▶ What you are asked to do: Produce an exact copy of the lines from the line containing "each like (136,175)." through the last line of the listing below, both ends included, and nothing else.
── Stored data
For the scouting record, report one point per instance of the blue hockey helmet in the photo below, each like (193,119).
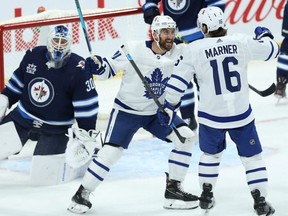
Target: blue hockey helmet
(212,17)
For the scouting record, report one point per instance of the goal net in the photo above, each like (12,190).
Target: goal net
(107,30)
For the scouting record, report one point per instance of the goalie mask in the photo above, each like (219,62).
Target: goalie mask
(159,23)
(212,17)
(59,43)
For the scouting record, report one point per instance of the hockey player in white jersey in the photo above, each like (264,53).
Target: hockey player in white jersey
(134,108)
(220,64)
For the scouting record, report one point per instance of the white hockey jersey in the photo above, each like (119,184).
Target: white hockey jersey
(132,96)
(220,65)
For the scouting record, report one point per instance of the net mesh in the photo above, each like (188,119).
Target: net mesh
(105,33)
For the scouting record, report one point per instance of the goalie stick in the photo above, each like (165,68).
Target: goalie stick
(265,92)
(130,59)
(83,25)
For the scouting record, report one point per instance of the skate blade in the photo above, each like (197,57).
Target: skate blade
(77,208)
(180,204)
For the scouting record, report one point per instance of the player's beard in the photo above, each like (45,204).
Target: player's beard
(166,44)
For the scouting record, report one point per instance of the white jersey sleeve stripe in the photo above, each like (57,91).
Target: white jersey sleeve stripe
(271,53)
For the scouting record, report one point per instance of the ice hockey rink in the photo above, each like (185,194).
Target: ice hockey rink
(135,185)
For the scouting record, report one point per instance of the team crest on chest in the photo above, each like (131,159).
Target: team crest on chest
(156,83)
(41,92)
(177,6)
(31,68)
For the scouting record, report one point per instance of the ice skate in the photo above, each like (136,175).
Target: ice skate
(176,198)
(261,207)
(207,200)
(80,201)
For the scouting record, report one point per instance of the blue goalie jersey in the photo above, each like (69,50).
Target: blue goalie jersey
(55,97)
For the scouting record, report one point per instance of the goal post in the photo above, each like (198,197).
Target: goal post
(107,29)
────
▶ Full output:
For the scouting record, report one point per instance of the ice skate in the photo above, each like (136,175).
Target: ice skate
(176,198)
(261,207)
(207,200)
(80,201)
For the scouting record, report one point per instance of the blue goalie jersey in the photo above, each like (69,50).
Target: blue goalie jersey
(55,97)
For the scouting record, report one point per instance of the goal post in the photo above, each like (198,197).
Target: goal post
(107,29)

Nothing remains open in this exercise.